- **EXERCISE**: Repeat each record exactly. Any picture gets left out.

================

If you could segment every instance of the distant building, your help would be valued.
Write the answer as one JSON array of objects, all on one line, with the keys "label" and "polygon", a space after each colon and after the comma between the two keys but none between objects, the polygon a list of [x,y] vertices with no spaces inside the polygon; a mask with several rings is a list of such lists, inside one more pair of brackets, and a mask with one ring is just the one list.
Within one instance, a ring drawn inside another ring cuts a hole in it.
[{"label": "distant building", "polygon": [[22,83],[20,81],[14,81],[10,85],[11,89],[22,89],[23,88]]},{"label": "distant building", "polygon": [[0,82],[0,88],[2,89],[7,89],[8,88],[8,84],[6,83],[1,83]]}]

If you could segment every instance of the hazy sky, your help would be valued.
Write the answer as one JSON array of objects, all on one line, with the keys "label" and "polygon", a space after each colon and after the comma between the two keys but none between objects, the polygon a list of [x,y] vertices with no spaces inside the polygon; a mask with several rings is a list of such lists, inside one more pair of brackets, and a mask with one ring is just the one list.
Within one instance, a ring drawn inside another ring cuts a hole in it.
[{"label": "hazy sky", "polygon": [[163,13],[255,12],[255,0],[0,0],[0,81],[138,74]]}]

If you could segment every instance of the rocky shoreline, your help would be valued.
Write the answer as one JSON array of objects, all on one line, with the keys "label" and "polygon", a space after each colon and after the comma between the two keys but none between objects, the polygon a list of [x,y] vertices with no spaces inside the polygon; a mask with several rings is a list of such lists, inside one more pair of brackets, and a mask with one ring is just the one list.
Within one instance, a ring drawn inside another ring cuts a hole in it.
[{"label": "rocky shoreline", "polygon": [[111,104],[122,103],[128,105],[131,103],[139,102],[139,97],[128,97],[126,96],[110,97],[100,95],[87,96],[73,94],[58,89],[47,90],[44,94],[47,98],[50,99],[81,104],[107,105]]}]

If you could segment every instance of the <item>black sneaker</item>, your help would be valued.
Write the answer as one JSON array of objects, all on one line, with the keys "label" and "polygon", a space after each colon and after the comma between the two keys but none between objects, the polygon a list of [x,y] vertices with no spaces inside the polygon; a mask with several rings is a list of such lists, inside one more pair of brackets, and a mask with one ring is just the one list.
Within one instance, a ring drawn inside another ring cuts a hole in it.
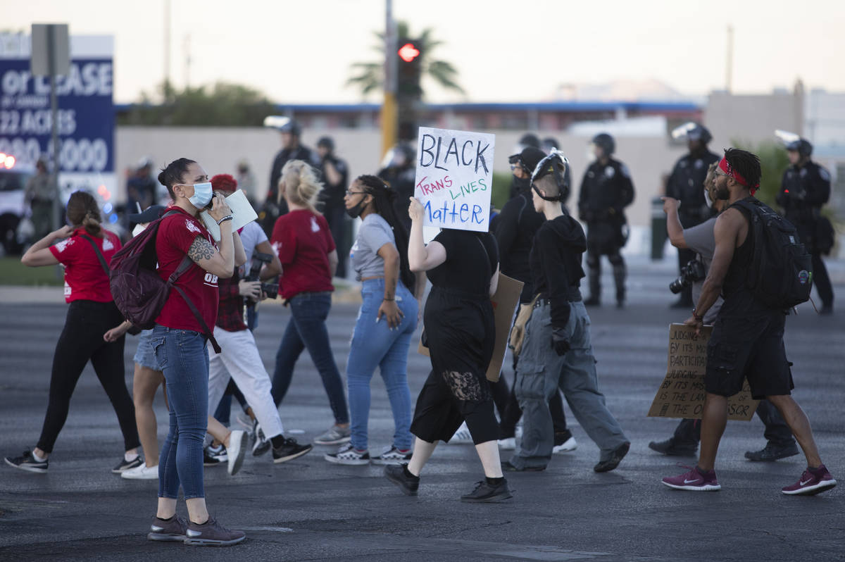
[{"label": "black sneaker", "polygon": [[619,466],[619,462],[628,454],[628,450],[631,448],[631,444],[625,441],[613,450],[609,459],[599,461],[598,464],[592,467],[597,472],[608,472]]},{"label": "black sneaker", "polygon": [[681,445],[671,438],[665,441],[651,441],[648,448],[667,456],[695,456],[698,451],[697,445]]},{"label": "black sneaker", "polygon": [[29,472],[40,472],[41,474],[46,473],[48,462],[49,459],[45,461],[36,461],[35,457],[32,456],[31,450],[25,450],[24,454],[20,456],[6,457],[6,464],[9,467],[14,467],[15,468],[25,470]]},{"label": "black sneaker", "polygon": [[299,445],[297,439],[287,438],[281,447],[273,447],[273,462],[285,462],[302,456],[313,449],[312,445]]},{"label": "black sneaker", "polygon": [[255,420],[253,424],[253,436],[254,441],[253,442],[253,456],[261,456],[270,448],[270,442],[264,434],[264,429],[259,425],[259,421]]},{"label": "black sneaker", "polygon": [[777,445],[766,443],[766,447],[760,450],[745,451],[745,458],[749,461],[771,462],[777,459],[785,459],[788,456],[794,456],[800,451],[794,442],[788,445]]},{"label": "black sneaker", "polygon": [[476,483],[476,488],[469,494],[461,496],[461,501],[469,501],[477,504],[488,503],[493,501],[502,501],[514,497],[508,488],[508,481],[502,479],[500,484],[490,484],[487,480],[480,480]]},{"label": "black sneaker", "polygon": [[137,456],[135,456],[135,458],[134,458],[131,461],[127,461],[126,458],[124,457],[120,460],[120,462],[117,463],[117,467],[112,469],[112,472],[114,472],[115,474],[120,474],[125,470],[129,470],[130,468],[140,467],[143,464],[144,461],[141,460],[140,455],[138,455]]},{"label": "black sneaker", "polygon": [[387,465],[384,467],[384,476],[393,483],[399,486],[399,489],[405,493],[405,495],[417,495],[417,491],[420,488],[420,477],[418,476],[408,476],[405,473],[407,465]]},{"label": "black sneaker", "polygon": [[150,541],[172,541],[182,543],[185,540],[188,523],[179,516],[173,516],[170,521],[153,517],[147,538]]},{"label": "black sneaker", "polygon": [[203,448],[203,466],[218,467],[224,463],[228,463],[229,456],[226,452],[226,447],[212,447],[209,445]]},{"label": "black sneaker", "polygon": [[237,544],[246,537],[247,534],[243,531],[229,531],[210,516],[202,525],[190,521],[185,531],[185,544],[200,547],[227,547]]}]

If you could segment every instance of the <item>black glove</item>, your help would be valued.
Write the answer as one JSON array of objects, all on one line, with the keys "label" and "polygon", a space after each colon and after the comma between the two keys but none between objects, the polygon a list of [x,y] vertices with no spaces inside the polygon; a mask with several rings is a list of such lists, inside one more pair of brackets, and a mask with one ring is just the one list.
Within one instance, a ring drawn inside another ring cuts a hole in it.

================

- **SOLUTION TO THIS PROBLEM**:
If you could segment every instance of the distant building, your help would be valued.
Write the answer as one JSON array of objects, all on one line, with the keys "label" and "polygon", a space after each colon and after the comma between the two keys but none between objects, the polygon a list of [x,y] vertices with no spaces inside the polygon; a mask with several rings is a list of such lists, inside one more pair of brackets, and a mask with one ring is just the one list.
Within one instance, a ring drawn inside another ring cuts a hole in it.
[{"label": "distant building", "polygon": [[22,83],[20,81],[14,81],[10,85],[11,89],[22,89],[23,88]]},{"label": "distant building", "polygon": [[0,82],[0,88],[2,89],[7,89],[8,88],[8,84],[6,83],[1,83]]}]

If you could segment every instance of the hazy sky, your help would be valued.
Write the answer as one JSON array of objects, all on one line, with the keys "label" and "polygon", a space after each colon and after the comma between the two keys but none between objects, the polygon a list of [x,y] vertices with no spaces inside the polygon; a mask with several rings is a list of such lists, inside one more pair of brackets, and a mask with one ring is just the one list.
Within one instance, a ring drawn inside another ring cuts a hole in it.
[{"label": "hazy sky", "polygon": [[163,13],[255,12],[255,0],[0,0],[0,81],[138,74]]}]

If you could segment every instance of the rocky shoreline, your help would be valued.
Write the answer as one JSON array of objects, all on one line, with the keys "label" and "polygon", a space after each colon and after the comma between the two keys but none between objects, the polygon a list of [x,y] vertices with no spaces inside the polygon; a mask with several rings is a list of such lists, inside one more pair of brackets, and a mask with one ring is just the one list.
Within one instance, a ring drawn inside another ring cuts a hole in it.
[{"label": "rocky shoreline", "polygon": [[111,104],[122,103],[128,105],[131,103],[139,102],[139,97],[128,97],[126,96],[110,97],[100,95],[87,96],[73,94],[58,89],[47,90],[44,94],[47,98],[50,99],[81,104],[107,105]]}]

If you could segment every instance of the <item>black sneaker</item>, your help would be valued.
Write the answer as one JSON array of objects, all on one line, with the keys "label" and "polygon", a space after each colon and after the comma between the two keys but none between objects, the polygon a list of [x,y] vertices with no spaces inside the polygon; a mask with several rings is a list of such lists, inside one more pair of brackets, and a mask with one ring is just the one list.
Within one instance, a ring drawn inside another ring cuts a hole in it.
[{"label": "black sneaker", "polygon": [[619,466],[619,462],[628,454],[628,450],[631,448],[631,444],[625,441],[613,450],[609,459],[599,461],[598,464],[592,467],[597,472],[608,472]]},{"label": "black sneaker", "polygon": [[681,445],[671,438],[665,441],[651,441],[648,448],[667,456],[695,456],[698,451],[697,445]]},{"label": "black sneaker", "polygon": [[29,472],[40,472],[41,474],[46,473],[48,462],[49,459],[45,461],[36,461],[35,457],[32,456],[31,450],[25,450],[24,454],[20,456],[6,457],[6,464],[9,467],[14,467],[15,468],[25,470]]},{"label": "black sneaker", "polygon": [[299,445],[297,439],[287,438],[281,447],[273,447],[273,462],[285,462],[302,456],[313,449],[312,445]]},{"label": "black sneaker", "polygon": [[255,420],[253,424],[253,436],[254,441],[253,442],[253,456],[261,456],[270,448],[270,442],[264,434],[264,429],[259,425],[259,421]]},{"label": "black sneaker", "polygon": [[777,445],[766,443],[766,447],[760,450],[745,451],[745,458],[749,461],[771,462],[777,459],[785,459],[788,456],[794,456],[800,451],[794,442],[788,445]]},{"label": "black sneaker", "polygon": [[476,483],[476,488],[469,494],[461,496],[461,501],[469,501],[477,504],[488,503],[493,501],[502,501],[514,497],[508,488],[508,481],[502,479],[500,484],[490,484],[487,480],[480,480]]},{"label": "black sneaker", "polygon": [[137,456],[135,456],[135,458],[134,458],[131,461],[127,461],[126,458],[124,457],[120,460],[120,462],[117,463],[117,467],[112,469],[112,472],[114,472],[115,474],[120,474],[125,470],[129,470],[130,468],[140,467],[143,464],[144,461],[141,460],[140,455],[138,455]]},{"label": "black sneaker", "polygon": [[387,465],[384,467],[384,476],[393,483],[399,486],[399,489],[405,493],[405,495],[417,495],[417,491],[420,488],[420,477],[418,476],[408,476],[405,473],[407,465]]},{"label": "black sneaker", "polygon": [[150,541],[172,541],[182,543],[185,540],[188,523],[179,516],[173,516],[170,521],[153,517],[147,538]]},{"label": "black sneaker", "polygon": [[203,448],[203,466],[218,467],[224,463],[228,463],[229,456],[226,452],[226,447],[212,447],[209,445]]},{"label": "black sneaker", "polygon": [[237,544],[246,537],[247,534],[243,531],[229,531],[210,516],[202,525],[190,521],[185,531],[185,544],[200,547],[227,547]]}]

If you could segment every instance of the <item>black glove</item>, your help would be valued.
Write the answer as one JSON array of objects, all on one line, with the keys "label" and "polygon", a space after each colon and after the comma between the two keys but none between objects, the polygon a list of [x,y] vertices with no spaces inside the polygon; a mask with several rings is a list of such lists, inside one more pair of brackets, and a mask with one ring is just the one list.
Within one instance, a ring drawn inside another ring cuts a hole in it.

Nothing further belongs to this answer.